[[ Available data open ]]

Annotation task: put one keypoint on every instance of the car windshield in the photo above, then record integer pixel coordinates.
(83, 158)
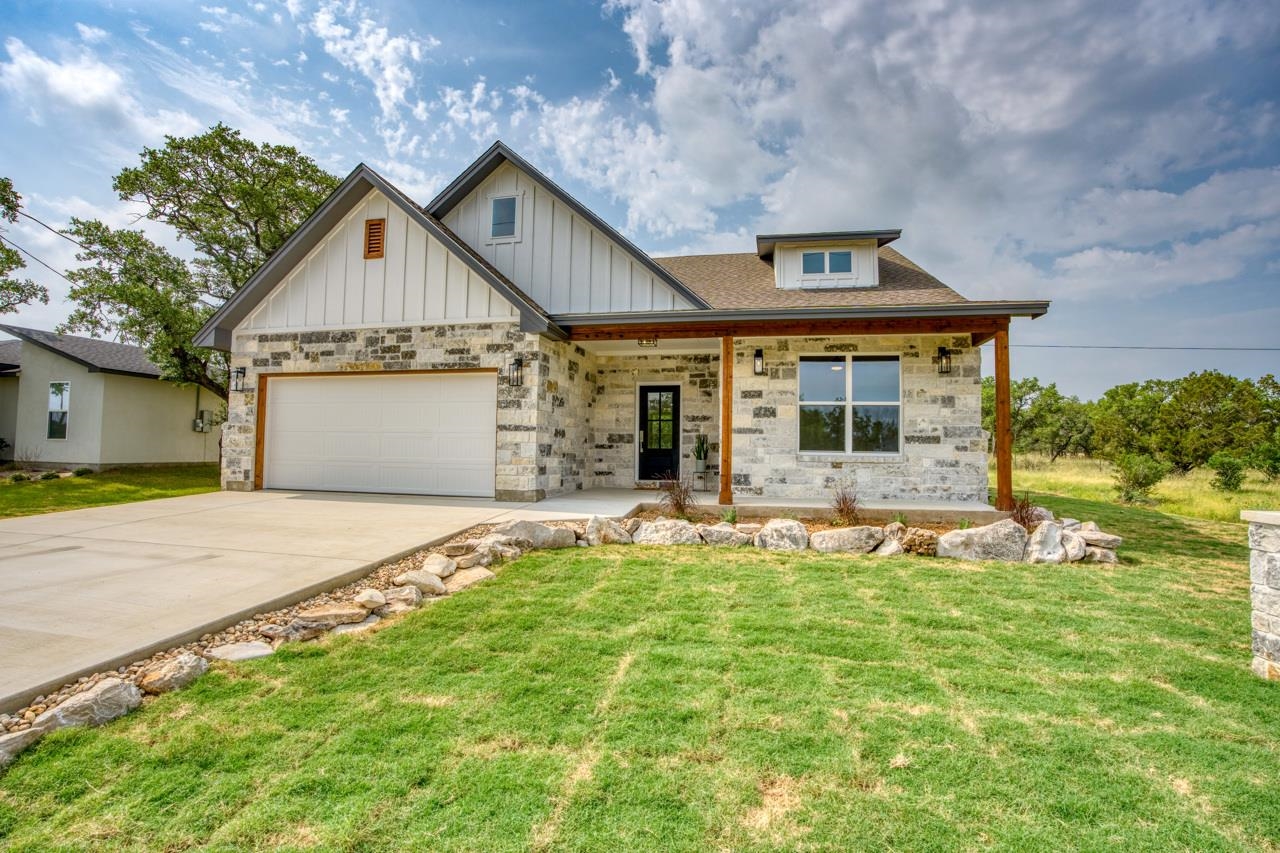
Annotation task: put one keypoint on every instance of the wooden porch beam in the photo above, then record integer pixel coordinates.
(777, 328)
(1004, 425)
(726, 496)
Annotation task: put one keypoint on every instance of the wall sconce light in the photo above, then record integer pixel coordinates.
(516, 372)
(944, 361)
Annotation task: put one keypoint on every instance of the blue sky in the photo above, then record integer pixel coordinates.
(1119, 159)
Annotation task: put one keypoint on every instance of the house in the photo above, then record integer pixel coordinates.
(68, 401)
(504, 341)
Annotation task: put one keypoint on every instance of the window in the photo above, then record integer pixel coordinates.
(59, 407)
(375, 238)
(850, 405)
(503, 223)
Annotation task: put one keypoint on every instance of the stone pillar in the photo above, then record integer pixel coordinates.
(1265, 591)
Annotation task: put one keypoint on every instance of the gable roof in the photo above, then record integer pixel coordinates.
(744, 281)
(498, 154)
(218, 329)
(97, 356)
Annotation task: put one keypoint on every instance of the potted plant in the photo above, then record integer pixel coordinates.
(700, 448)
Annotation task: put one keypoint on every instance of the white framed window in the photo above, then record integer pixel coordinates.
(504, 218)
(59, 410)
(850, 404)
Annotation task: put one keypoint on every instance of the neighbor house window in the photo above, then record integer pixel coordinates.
(59, 407)
(503, 220)
(850, 404)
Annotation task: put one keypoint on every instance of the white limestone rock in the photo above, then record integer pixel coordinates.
(723, 534)
(1045, 544)
(860, 539)
(240, 651)
(1002, 541)
(667, 532)
(172, 674)
(782, 534)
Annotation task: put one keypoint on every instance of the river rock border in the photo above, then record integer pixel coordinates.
(435, 573)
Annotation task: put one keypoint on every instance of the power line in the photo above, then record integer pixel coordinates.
(1092, 346)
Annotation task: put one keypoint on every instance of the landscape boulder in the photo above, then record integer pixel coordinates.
(425, 582)
(105, 701)
(723, 534)
(439, 565)
(464, 578)
(667, 532)
(1045, 543)
(172, 674)
(539, 536)
(600, 530)
(1000, 541)
(782, 534)
(240, 651)
(853, 539)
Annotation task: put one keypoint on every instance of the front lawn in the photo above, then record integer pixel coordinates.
(680, 699)
(118, 486)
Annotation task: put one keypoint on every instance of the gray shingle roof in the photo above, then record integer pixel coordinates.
(99, 356)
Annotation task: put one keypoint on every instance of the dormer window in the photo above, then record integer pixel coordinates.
(504, 218)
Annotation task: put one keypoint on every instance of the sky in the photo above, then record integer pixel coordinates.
(1120, 159)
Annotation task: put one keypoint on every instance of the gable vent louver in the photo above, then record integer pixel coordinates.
(375, 238)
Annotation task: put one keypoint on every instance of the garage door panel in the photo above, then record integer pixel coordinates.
(421, 434)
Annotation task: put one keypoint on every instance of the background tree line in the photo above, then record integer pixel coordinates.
(1203, 419)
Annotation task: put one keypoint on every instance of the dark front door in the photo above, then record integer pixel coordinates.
(659, 432)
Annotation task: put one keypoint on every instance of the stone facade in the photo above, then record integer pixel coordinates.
(1265, 591)
(572, 423)
(613, 463)
(488, 346)
(944, 451)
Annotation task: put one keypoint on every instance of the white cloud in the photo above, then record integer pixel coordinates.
(91, 35)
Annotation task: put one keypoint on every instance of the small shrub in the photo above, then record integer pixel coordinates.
(1137, 474)
(844, 506)
(1229, 471)
(677, 496)
(1024, 511)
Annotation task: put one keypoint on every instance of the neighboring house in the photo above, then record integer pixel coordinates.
(503, 341)
(68, 402)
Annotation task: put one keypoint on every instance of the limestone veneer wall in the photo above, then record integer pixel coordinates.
(944, 450)
(406, 347)
(613, 464)
(1265, 591)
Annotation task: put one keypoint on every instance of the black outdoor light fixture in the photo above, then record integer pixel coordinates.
(944, 361)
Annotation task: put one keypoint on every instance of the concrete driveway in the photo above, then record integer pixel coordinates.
(91, 589)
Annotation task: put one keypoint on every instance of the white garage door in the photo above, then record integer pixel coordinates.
(408, 434)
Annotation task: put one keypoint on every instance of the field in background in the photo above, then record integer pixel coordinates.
(1188, 495)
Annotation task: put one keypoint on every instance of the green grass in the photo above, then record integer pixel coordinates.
(664, 699)
(1188, 495)
(119, 486)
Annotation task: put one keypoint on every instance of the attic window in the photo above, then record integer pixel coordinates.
(375, 238)
(504, 218)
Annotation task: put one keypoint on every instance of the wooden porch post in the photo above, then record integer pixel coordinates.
(1004, 425)
(726, 496)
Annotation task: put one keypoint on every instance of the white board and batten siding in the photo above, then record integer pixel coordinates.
(787, 265)
(560, 259)
(417, 281)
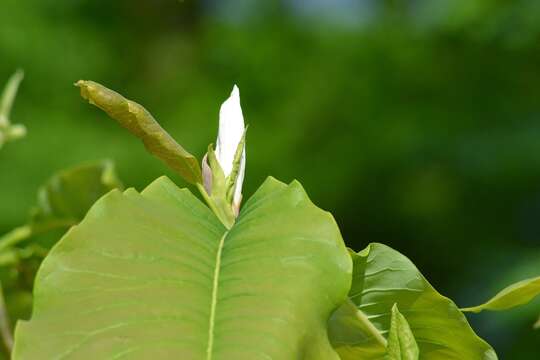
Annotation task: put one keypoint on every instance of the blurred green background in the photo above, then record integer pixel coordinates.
(416, 123)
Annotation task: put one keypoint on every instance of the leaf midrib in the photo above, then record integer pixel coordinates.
(213, 303)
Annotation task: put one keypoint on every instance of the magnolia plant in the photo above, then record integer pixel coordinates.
(8, 131)
(159, 274)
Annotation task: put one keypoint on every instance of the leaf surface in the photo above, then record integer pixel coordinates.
(514, 295)
(156, 275)
(383, 277)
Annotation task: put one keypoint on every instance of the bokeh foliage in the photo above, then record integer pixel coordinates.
(415, 122)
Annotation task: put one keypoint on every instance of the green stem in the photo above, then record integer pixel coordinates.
(5, 329)
(212, 205)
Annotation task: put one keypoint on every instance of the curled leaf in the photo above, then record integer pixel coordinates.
(514, 295)
(401, 342)
(140, 123)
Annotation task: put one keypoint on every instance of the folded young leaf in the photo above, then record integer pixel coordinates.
(383, 277)
(8, 131)
(516, 294)
(401, 342)
(140, 123)
(156, 275)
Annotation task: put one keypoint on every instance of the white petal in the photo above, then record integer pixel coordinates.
(231, 129)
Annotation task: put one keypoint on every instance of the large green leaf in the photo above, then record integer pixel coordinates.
(514, 295)
(141, 123)
(383, 277)
(156, 275)
(401, 342)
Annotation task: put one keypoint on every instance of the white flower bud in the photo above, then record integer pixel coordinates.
(231, 129)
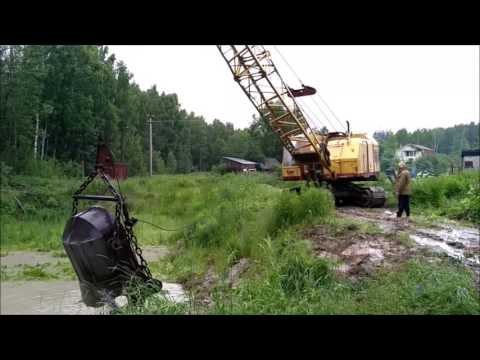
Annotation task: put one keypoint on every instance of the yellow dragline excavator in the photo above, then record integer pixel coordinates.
(337, 159)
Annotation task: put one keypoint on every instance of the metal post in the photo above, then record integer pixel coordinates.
(151, 149)
(36, 139)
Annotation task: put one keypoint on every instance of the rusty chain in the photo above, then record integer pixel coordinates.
(122, 220)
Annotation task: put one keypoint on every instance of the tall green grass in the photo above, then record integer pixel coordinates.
(454, 196)
(216, 220)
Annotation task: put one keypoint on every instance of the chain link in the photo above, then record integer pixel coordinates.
(122, 219)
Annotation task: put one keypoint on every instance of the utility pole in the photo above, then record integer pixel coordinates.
(151, 148)
(43, 142)
(36, 139)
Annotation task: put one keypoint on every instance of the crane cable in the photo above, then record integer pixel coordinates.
(301, 82)
(299, 100)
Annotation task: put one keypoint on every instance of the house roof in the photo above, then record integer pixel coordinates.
(240, 161)
(420, 147)
(475, 152)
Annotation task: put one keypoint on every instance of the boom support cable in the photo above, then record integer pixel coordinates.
(321, 98)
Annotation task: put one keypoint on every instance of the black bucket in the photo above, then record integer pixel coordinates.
(102, 258)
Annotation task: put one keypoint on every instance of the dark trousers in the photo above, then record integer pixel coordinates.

[[ Available data closed ]]

Action item:
Please retype the whole listing above exactly, without any of its images.

Answer area:
Annotation task: put one keypoint on every instance of the car windshield in the photo above, then record integer pixel coordinates.
(83, 158)
Annotation task: put one keypoint on every instance of the wooden porch beam in the photo above, then record integer pixel coordinates.
(777, 328)
(1004, 425)
(726, 496)
Annotation task: put one keypoint on every instance of the wall sconce light in the photo above, then record integer pixel coordinates.
(516, 372)
(944, 361)
Annotation task: put one keypoint on every instance of the blue sky in the photo above, then record integer pixel coordinates.
(1119, 159)
Annotation task: put one keypoint on every instance of the house in the photo above, then record integer pixel coordinates.
(68, 401)
(504, 341)
Annotation task: put one keypoint on every instance of the window in the photo above, then record integer pixel coordinates.
(59, 407)
(375, 238)
(850, 405)
(503, 223)
Annotation task: put one keypoint on every instance of the stone pillar in the photo above, then record integer pixel coordinates.
(1265, 591)
Annotation task: put one keypoint on every instance of the gable roof in the photo above, then record integer pixel coordinates.
(744, 281)
(498, 154)
(218, 329)
(97, 356)
Annotation task: put one keypoint on every instance of the potted plant in the photo above, then record integer pixel coordinates.
(700, 448)
Annotation task: put one keypoint on every instance of the white framed window in the photo above, then record integer pixel coordinates.
(504, 218)
(59, 410)
(850, 404)
Annotation task: put one keypoint on every instance of the neighbor house window in the photo above, then record integer pixel coordinates.
(59, 407)
(503, 220)
(850, 404)
Annotation task: put one keypoint on every instance of the white limestone rock in the photo above, then record integer pixel coordinates.
(723, 534)
(1045, 544)
(860, 539)
(240, 651)
(1002, 541)
(667, 532)
(172, 674)
(782, 534)
Annotation task: put one keypoint on every instance of the river rock border in the photo above, then record integer pixel coordinates.
(435, 573)
Annotation task: put one keypoint on every instance of the power line in the photo above, then record integer pixel coordinates.
(1092, 346)
Annotation task: put one keypoint on every instance of the landscape boulder in the photo above, then record integer pixel coordinates.
(425, 582)
(105, 701)
(723, 534)
(439, 565)
(464, 578)
(667, 532)
(1045, 543)
(172, 674)
(539, 536)
(600, 530)
(1000, 541)
(782, 534)
(240, 651)
(853, 539)
Annotation task: put one keypoint on every instance of the front lawn in the photo above, then record integer pixel coordinates.
(680, 699)
(118, 486)
Annotation task: put one keypoint on every instance of the gray shingle roof in the photo above, then record integer pixel coordinates.
(99, 356)
Annotation task: put one keypoint on every instance of the dormer window in the photo above, then record integer pixel coordinates.
(504, 218)
Annotation task: put one keypoint on every instance of the sky in the photo above, then record integer pixel coordinates.
(1120, 159)
Annotation task: put one keypoint on every instance of the gable vent louver in the photo above, then record integer pixel coordinates.
(375, 238)
Annotation task: put one keypoint on every instance of the garage door panel in the photo above, then record integer pixel coordinates.
(421, 434)
Annotation task: put one keypoint on every instance of the background tree line in the photo above, then record integer pixel coordinates.
(1203, 419)
Annotation task: put one keypoint on every instance of the dark front door in the photo above, then record integer pixel coordinates.
(659, 432)
Annotation task: put one keypoint on every instance of the stone facade in the photo above, then record integer pixel coordinates.
(1265, 591)
(572, 423)
(613, 463)
(488, 346)
(944, 451)
Annotation task: put one keypoint on every instance of the white cloud in the photo above, then record integer pixel coordinates.
(91, 35)
Annotation task: put one keypoint on every instance of the small shrub in the photo above, then record integer pixel coordinates.
(1137, 474)
(844, 506)
(1229, 471)
(677, 496)
(1024, 511)
Annotation task: put one keypoint on every instance of the neighboring house in the photo above, then record integer pixel coordinates.
(503, 341)
(68, 402)
Annotation task: put one keypoint on every instance of the limestone veneer wall in the photo above, then record integer pixel coordinates.
(944, 450)
(406, 347)
(613, 464)
(1265, 591)
Annotation task: put one keypoint on every instance of the black outdoor light fixture in the photo above, then record integer pixel coordinates.
(944, 361)
Annotation task: put one keypoint on every instance of the concrete driveway in the photo above, then record integer pixel coordinates.
(91, 589)
Annotation task: put one keypoint on every instance of the white garage door in the photo above, then record integer pixel coordinates.
(408, 434)
Annotation task: put one keypoint on every instance of the field in background in the photo above, then record integer pixel coordinates.
(1188, 495)
Annotation task: put one keypoint on every instance of the green grass in the photo above, then record integer pixel coordinates.
(664, 699)
(1188, 495)
(119, 486)
Annotation task: put one keypoint on every instance of the attic window in the photo above, then record integer pixel coordinates.
(375, 238)
(504, 218)
Annotation task: put one keypoint on every instance of the wooden porch post in the photo above, then record integer pixel coordinates.
(1004, 425)
(726, 496)
Annotation task: put one keypoint on every instance of the white board and batten siding in the photo above, then record integer pixel coordinates.
(787, 265)
(560, 259)
(417, 281)
Annotation task: put one keypoint on every instance of the blurred green background in the photo above, then record integer pixel coordinates.
(416, 123)
Annotation task: put one keypoint on every instance of the leaf midrib in the photo above, then record integer pixel coordinates.
(213, 303)
Annotation task: put one keypoint on every instance of the magnolia plant in the photo above, then record integer pixel coordinates.
(8, 131)
(159, 274)
Annotation task: put one keypoint on every instance of the leaf surface in the photo above, then record integer pixel coordinates.
(514, 295)
(156, 275)
(383, 277)
Annotation task: put one keypoint on every instance of the bokeh foliage in the photo above, then record integer pixel coordinates.
(415, 122)
Annotation task: put one keypoint on every instance of the green stem in the photo above, then record integer pixel coordinates.
(5, 329)
(212, 205)
Annotation task: put one keypoint on every instance of the curled leaf in the photo above, then record integer pixel coordinates.
(514, 295)
(401, 342)
(140, 123)
Annotation task: put one keypoint on every instance of the folded young leaf in the photo above, then record integer pixel coordinates.
(383, 277)
(8, 131)
(516, 294)
(401, 342)
(140, 123)
(156, 275)
Annotation task: put one keypoint on every instance of the white petal in the photo above, then record integer pixel coordinates.
(231, 129)
Annotation task: put one keypoint on every instance of the large green leaf in the photo above, then record integer pixel coordinates.
(514, 295)
(141, 123)
(383, 277)
(156, 275)
(401, 342)
Annotation task: put one keypoint on every instance of the white flower bud in the photo above, then record integer pixel coordinates.
(231, 129)
Annotation task: put one keypoint on every instance of the yellow dragline excavator in the photo above, then record integer pixel coordinates.
(337, 159)
Annotation task: put one keypoint on every instance of the metal post in the photo above, then record integer pixel coordinates.
(151, 149)
(36, 139)
Annotation task: put one keypoint on every instance of the rusty chain in the photo above, then record integer pixel coordinates.
(122, 220)
Annotation task: put one keypoint on every instance of the tall green grass in the photo above, then record integer pixel coordinates.
(454, 196)
(216, 220)
Annotation task: put one keypoint on every instance of the chain link in the photo above, then record integer pixel coordinates.
(122, 219)
Annotation task: put one keypoint on every instance of the utility pole in the photo above, then record integer pixel coordinates.
(151, 148)
(43, 142)
(36, 139)
Annotation task: put one keypoint on every instance of the crane cable in the photo above, then record integer pixel coordinates.
(301, 82)
(299, 100)
Annotation task: put one keypoint on every instance of the house roof in the photo above, then record integer pixel coordinates.
(240, 161)
(420, 147)
(475, 152)
Annotation task: put one keypoint on every instance of the boom support cable in the photo above, then record integer pixel coordinates.
(321, 98)
Annotation task: put one keypoint on every instance of the black bucket in the photo above, then record integer pixel coordinates.
(102, 258)
Annotation task: put one keypoint on every instance of the dark trousers in the photo above, then record integer pixel coordinates.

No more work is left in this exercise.